(Extrahierter Text):
KRYN zücken mit „Scars Remind Me“ ihre erste Visitenkarte und ich kann nur sagen, die ist vielversprechend! Breitbeinig stehen sie plötzlich im Türrahmen, praktisch keine Chance zu entkommen. Das fängt alleine schon beim Cover an, selten hat ein Artwork so perfekt zum Sound der Band gepasst. Wir sehen eine muskulöse, gespaltene Person, kühle Farben bestimmen das Bild, es wirkt futuristisch und als Gegensatz wurde ein rotes, flammendes Herz in der einen Hand und ein flammendes Gehirn in der anderen Hand platziert. Genau das sind die hervorstechenden Merkmale von KRYN aus Kroatien.
Karlo hat die Macht am Mirko und diese demonstriert er eindrucksvoll, mühelos wechselt er zwischen mächtigem, akzentuiertem Brüllen und schmeichelnden, druckvollen Tönen. Es gibt nicht viele Sänger, die so offensichtlich direkt aus dem Herzen singen. Damit symbolisiert er den weichen, emotionalen Part von KRYN, während die Rhythmusfraktion ein eisenhartes Gerüst liefert und sich technisch enorm versiert zeigt. „A/D/D/I/C/T/“ ist zweifelsohne ein kleiner Hit, der sich polyrhythmisch durch den Song trampelt und alle Trümpfe der Band gnadenlos ausspielt. Drummer Igor unterstützt den brachialen Sound grandios, zeigt sich verspielt und immer dynamisch. „Scars Remind Me“ kann man also vielfältig genießen, man kann sich nur verzückt auf das Drumming konzentrieren oder auch das Gesamtkunstwerk auf voller Lautstärke reinziehen. Fans von GOJIRA-Schlagwerker Mario Duplantier sollten mal beim Track „Second“ nachhorchen. „Meditiva“ hat ein packendes Main-Riff und schafft es in über sechs Minuten dauerhaft zu unterhalten. KRYN zeigen imposant, wie man Härte mit Feinfühligkeit kombinieren kann und zu allem Überfluss offenbart Sänger Karlo in diesem Song noch eine weitere Facette seines stimmlichen Umfangs. Dafür ist das geklaute KORN-Riff im folgenden „New Disease“ zu verzeihen, fällt wahrscheinlich eh nur Die-hard-KORN-Fans wie mir auf… Was KRYN auf „Scars Remind Me“ auspacken, lässt so manches Debüt lachhaft, jämmerlich danebenstehen und bitterlich weinen. Undbedingt nach dem letzten Song knappe zwei Minuten weiterlaufen lassen, um die schöne versteckte Akustik-Ballade nicht zu verpassen!
Klanglich zeigt sich „Scars Remind Me“ ebenfalls tadellos, die Scheibe ist sehr klar und druckvoll abgemischt, Feinheiten rausgekitzelt und trotzdem wurde auf Homogenität geachtet. Nun kommen wir zu den Schwachpunkten, die letztendlich eine höhere Wertung verweigert haben (Tendenz nach oben!). Im Midtempo-Song „Reminder“ ist für mich irgendwie der Wurm drin, der Refrain klingt mir zu beliebig, die Klavierklänge erzeugen unnötigen Pathos und hier sitzen die Tempowechsel nicht wirklich. Auch das JOHNNY CASH-Cover wäre jetzt nicht unbedingt nötig gewesen, nach der Vorlage kann man eigentlich nur verlieren. Allerdings stellt sich hier auch wieder heraus, welch gewaltiges Können bei KRYN vorhanden ist. Meckern auf unverschämtem Niveau, denn Fakt ist: KRYN werden schon bald in aller Munde sein und Kroatien als eine der führenden Metal-Bands präsentieren dürfen.

(Vorliegendes Material):
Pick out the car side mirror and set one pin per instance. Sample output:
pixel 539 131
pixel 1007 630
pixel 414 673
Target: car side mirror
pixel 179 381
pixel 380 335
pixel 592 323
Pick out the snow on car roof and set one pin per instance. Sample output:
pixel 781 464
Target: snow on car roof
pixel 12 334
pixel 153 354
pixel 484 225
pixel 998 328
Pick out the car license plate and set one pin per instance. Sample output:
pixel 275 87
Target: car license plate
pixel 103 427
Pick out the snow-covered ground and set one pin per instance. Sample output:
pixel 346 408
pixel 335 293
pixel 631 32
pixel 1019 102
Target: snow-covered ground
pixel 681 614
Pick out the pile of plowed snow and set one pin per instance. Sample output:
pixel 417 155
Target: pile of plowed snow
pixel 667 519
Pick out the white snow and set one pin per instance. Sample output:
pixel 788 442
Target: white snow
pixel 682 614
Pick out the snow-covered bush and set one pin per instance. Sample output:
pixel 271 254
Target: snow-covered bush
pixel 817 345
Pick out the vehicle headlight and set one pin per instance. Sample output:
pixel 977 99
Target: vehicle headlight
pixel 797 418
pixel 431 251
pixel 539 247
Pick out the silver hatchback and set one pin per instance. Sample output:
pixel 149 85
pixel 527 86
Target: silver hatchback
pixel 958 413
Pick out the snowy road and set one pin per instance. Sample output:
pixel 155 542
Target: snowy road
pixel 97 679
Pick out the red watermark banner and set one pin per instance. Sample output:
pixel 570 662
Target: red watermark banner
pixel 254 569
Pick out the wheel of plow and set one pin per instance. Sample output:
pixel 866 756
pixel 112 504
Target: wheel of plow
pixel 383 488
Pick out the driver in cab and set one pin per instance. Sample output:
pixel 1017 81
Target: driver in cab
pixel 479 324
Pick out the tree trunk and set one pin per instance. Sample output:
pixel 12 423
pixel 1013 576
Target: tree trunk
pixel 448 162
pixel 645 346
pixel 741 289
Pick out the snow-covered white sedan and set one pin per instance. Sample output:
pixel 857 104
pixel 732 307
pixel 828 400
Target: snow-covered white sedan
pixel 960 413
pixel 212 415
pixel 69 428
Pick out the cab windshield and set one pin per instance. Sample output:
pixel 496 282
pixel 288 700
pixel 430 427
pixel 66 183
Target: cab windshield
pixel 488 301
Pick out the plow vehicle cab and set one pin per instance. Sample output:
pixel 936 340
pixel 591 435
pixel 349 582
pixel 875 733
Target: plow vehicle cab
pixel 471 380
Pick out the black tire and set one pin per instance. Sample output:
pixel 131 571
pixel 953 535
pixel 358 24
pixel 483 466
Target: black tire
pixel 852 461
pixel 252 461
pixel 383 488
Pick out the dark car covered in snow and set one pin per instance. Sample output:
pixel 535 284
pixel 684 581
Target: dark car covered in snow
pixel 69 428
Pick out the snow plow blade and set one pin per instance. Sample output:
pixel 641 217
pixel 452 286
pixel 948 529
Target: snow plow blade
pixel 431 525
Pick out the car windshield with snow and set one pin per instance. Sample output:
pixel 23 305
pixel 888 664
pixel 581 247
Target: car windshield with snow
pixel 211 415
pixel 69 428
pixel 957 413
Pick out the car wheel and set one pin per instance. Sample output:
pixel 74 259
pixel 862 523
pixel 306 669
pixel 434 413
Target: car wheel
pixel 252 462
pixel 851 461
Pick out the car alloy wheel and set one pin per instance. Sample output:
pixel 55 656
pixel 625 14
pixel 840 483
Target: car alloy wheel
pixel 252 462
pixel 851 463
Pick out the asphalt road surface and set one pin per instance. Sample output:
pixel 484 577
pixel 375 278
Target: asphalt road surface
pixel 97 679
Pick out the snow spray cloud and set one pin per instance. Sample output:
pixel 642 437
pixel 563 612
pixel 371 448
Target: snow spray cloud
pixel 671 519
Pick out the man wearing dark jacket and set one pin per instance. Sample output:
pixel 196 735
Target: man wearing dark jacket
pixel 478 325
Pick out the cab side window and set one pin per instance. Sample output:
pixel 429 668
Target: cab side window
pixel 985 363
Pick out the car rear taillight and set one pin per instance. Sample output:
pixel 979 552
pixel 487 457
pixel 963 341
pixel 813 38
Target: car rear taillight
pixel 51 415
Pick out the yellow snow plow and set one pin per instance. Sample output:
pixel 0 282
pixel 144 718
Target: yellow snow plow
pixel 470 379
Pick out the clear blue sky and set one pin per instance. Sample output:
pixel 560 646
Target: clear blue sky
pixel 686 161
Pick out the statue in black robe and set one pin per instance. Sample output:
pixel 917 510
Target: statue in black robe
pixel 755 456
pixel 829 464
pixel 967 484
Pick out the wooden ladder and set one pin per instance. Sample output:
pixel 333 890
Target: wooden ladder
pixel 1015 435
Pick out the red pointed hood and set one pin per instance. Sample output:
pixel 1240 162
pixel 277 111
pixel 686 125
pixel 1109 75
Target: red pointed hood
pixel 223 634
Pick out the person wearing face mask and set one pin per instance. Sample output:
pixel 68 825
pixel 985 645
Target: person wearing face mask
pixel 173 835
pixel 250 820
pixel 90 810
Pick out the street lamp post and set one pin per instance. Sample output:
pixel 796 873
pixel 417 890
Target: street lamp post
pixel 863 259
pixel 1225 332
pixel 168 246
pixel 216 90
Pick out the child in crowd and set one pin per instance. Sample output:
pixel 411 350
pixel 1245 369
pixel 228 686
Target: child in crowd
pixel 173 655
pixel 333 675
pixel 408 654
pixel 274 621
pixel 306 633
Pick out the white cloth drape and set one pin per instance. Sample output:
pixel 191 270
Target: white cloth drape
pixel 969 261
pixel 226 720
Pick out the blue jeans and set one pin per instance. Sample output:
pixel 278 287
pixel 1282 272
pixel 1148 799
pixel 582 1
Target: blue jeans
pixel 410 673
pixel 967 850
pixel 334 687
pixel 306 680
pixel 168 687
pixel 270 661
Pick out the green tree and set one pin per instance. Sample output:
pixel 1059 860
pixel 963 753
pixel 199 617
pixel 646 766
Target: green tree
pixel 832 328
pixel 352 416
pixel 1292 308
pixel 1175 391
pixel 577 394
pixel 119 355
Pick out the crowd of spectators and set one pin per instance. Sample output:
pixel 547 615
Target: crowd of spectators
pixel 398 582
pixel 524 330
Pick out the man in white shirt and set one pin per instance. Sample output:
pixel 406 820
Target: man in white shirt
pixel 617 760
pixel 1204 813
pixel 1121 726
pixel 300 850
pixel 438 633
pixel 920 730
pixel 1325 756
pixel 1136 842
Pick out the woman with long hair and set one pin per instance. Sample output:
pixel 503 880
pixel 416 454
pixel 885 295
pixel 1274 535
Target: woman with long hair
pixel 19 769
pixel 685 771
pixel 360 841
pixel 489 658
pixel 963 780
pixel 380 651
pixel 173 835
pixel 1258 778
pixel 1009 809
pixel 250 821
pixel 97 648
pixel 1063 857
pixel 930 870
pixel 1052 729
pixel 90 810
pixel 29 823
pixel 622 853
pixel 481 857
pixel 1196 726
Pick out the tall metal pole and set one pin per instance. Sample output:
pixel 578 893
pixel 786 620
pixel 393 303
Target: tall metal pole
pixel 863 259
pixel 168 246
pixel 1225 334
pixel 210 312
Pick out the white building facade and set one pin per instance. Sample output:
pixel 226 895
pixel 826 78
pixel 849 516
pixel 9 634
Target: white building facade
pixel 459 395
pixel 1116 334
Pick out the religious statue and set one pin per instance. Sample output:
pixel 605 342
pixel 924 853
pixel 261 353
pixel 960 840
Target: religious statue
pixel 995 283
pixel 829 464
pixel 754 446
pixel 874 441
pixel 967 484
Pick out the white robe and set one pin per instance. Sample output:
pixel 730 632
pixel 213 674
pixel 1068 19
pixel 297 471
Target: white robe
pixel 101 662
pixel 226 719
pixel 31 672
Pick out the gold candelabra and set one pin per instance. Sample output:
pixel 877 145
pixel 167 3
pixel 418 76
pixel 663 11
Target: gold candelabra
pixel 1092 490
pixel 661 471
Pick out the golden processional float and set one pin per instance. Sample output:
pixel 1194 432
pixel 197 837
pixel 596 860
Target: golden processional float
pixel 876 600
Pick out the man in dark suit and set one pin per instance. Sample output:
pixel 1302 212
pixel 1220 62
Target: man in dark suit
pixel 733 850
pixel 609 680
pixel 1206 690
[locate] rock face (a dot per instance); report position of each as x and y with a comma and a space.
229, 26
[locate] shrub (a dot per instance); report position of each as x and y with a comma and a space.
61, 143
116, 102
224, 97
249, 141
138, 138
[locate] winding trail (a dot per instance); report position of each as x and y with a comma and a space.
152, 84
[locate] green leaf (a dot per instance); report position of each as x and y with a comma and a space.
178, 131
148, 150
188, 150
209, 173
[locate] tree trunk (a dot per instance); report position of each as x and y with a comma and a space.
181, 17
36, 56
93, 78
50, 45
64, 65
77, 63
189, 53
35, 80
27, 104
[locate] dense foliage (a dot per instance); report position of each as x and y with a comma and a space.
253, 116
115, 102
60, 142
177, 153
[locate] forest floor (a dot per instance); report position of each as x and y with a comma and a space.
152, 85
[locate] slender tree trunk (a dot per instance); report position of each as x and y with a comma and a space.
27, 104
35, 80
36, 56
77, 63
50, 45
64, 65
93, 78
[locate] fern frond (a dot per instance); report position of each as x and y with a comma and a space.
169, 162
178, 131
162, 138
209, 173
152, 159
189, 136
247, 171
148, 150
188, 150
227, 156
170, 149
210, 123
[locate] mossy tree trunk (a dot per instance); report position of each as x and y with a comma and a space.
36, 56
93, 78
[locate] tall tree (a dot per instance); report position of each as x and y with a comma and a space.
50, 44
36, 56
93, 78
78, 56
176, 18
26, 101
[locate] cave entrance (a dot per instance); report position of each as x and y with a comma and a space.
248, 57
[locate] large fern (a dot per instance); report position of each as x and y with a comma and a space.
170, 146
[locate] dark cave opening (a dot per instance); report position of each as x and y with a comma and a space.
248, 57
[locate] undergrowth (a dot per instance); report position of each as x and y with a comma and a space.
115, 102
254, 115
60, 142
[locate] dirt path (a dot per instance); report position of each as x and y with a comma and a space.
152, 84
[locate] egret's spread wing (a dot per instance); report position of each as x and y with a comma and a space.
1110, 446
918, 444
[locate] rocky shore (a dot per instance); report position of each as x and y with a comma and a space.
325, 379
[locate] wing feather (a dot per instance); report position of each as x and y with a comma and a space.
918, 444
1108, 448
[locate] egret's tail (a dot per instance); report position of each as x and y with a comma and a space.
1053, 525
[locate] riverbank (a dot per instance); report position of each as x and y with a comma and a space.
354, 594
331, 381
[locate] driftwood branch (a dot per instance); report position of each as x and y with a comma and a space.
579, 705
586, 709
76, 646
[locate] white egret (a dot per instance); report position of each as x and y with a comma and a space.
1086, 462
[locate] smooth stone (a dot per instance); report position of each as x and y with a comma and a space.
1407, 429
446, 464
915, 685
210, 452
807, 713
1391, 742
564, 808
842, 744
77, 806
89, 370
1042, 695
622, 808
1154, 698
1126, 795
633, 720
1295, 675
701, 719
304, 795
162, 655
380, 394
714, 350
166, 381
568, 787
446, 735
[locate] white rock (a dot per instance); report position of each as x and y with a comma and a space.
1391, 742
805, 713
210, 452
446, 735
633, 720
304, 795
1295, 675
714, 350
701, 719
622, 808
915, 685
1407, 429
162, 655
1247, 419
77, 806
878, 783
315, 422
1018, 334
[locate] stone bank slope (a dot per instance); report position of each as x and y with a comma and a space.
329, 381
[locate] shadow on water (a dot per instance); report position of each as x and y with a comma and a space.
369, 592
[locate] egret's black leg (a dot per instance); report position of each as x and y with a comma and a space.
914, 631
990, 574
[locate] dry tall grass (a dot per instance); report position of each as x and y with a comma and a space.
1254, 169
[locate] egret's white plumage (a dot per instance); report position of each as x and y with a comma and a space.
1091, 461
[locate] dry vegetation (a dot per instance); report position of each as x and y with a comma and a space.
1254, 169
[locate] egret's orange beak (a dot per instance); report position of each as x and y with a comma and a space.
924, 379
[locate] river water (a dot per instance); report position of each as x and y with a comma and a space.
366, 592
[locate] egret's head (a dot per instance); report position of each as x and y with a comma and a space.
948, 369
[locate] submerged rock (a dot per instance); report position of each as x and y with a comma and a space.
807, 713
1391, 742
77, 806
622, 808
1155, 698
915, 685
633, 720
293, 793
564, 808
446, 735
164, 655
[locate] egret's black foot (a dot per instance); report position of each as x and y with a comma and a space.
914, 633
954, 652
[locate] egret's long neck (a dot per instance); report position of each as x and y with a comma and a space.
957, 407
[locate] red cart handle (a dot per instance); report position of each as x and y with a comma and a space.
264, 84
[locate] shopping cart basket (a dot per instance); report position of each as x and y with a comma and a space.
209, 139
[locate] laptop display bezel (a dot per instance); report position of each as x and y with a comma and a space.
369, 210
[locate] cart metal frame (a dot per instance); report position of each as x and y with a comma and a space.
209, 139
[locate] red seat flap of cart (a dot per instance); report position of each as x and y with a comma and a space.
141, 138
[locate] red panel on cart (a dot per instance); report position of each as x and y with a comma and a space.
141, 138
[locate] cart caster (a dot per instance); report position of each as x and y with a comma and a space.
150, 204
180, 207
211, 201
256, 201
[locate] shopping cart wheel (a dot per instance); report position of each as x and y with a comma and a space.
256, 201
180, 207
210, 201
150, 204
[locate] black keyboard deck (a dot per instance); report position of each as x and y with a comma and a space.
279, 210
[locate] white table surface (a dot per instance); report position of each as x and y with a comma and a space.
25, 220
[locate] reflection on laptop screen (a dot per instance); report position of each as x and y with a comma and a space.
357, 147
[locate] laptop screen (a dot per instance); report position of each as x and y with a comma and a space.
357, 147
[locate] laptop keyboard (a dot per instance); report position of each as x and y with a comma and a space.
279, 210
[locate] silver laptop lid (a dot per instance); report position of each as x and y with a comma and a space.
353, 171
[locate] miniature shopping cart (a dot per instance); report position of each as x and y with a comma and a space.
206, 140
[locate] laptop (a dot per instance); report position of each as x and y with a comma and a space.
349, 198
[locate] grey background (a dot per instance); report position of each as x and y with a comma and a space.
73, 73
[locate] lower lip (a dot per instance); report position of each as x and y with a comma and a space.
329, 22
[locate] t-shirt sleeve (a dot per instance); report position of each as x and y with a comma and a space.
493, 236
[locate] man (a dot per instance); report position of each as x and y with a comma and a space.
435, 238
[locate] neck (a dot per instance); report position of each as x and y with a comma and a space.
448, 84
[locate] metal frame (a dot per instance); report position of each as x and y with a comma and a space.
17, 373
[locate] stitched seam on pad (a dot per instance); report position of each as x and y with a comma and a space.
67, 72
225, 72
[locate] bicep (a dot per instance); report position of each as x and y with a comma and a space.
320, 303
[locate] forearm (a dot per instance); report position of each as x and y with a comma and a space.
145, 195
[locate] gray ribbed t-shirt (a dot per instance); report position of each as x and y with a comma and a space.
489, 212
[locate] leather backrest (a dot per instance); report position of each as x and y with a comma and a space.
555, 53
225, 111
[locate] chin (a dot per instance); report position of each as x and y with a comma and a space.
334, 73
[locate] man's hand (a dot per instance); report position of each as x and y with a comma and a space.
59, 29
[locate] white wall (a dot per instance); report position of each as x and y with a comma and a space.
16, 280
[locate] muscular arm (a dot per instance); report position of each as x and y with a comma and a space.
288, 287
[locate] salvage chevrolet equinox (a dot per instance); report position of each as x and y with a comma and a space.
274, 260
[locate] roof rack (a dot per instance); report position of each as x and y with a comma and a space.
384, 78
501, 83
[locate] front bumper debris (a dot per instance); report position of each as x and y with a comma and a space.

(Arbeitsauftrag A): Fasse den Absatz der Rezension, der mit „Klanglich zeigt sich“ beginnt, kürzer und als Stichpunktliste zusammen. Die wichtigsten Aussagen sollen erhalten bleiben.
(Arbeitsauftrag B): Schreibe aus der Rezension wörtlich die Passage ab, die bei den Worten „Klanglich zeigt sich“ beginnt und nach den Worten „Metal-Bands präsentieren dürfen.“ endet.

(Schriftliche Antwort A):
- Klang: „Scars Remind Me“ ist klar und druckvoll abgemischt. Feinheiten sind herausgearbeitet, und trotzdem bleibt der Klang homogen.
- Schwachpunkte verhindern eine höhere Wertung, die Tendenz geht aber nach oben.
- „Reminder“ (Midtempo): Der Refrain wirkt beliebig, das Klavier erzeugt unnötigen Pathos, und die Tempowechsel sitzen nicht.
- Das JOHNNY CASH-Cover wäre nicht nötig gewesen, denn gegen die Vorlage kann man nur verlieren. Es zeigt aber erneut das große Können der Band.
- Fazit: Die Kritik ist Meckern auf hohem Niveau. KRYN werden bald in aller Munde sein und Kroatien als eine der führenden Metal-Bands vertreten.

(Schriftliche Antwort B):
Klanglich zeigt sich „Scars Remind Me“ ebenfalls tadellos, die Scheibe ist sehr klar und druckvoll abgemischt, Feinheiten rausgekitzelt und trotzdem wurde auf Homogenität geachtet. Nun kommen wir zu den Schwachpunkten, die letztendlich eine höhere Wertung verweigert haben (Tendenz nach oben!). Im Midtempo-Song „Reminder“ ist für mich irgendwie der Wurm drin, der Refrain klingt mir zu beliebig, die Klavierklänge erzeugen unnötigen Pathos und hier sitzen die Tempowechsel nicht wirklich. Auch das JOHNNY CASH-Cover wäre jetzt nicht unbedingt nötig gewesen, nach der Vorlage kann man eigentlich nur verlieren. Allerdings stellt sich hier auch wieder heraus, welch gewaltiges Können bei KRYN vorhanden ist. Meckern auf unverschämtem Niveau, denn Fakt ist: KRYN werden schon bald in aller Munde sein und Kroatien als eine der führenden Metal-Bands präsentieren dürfen.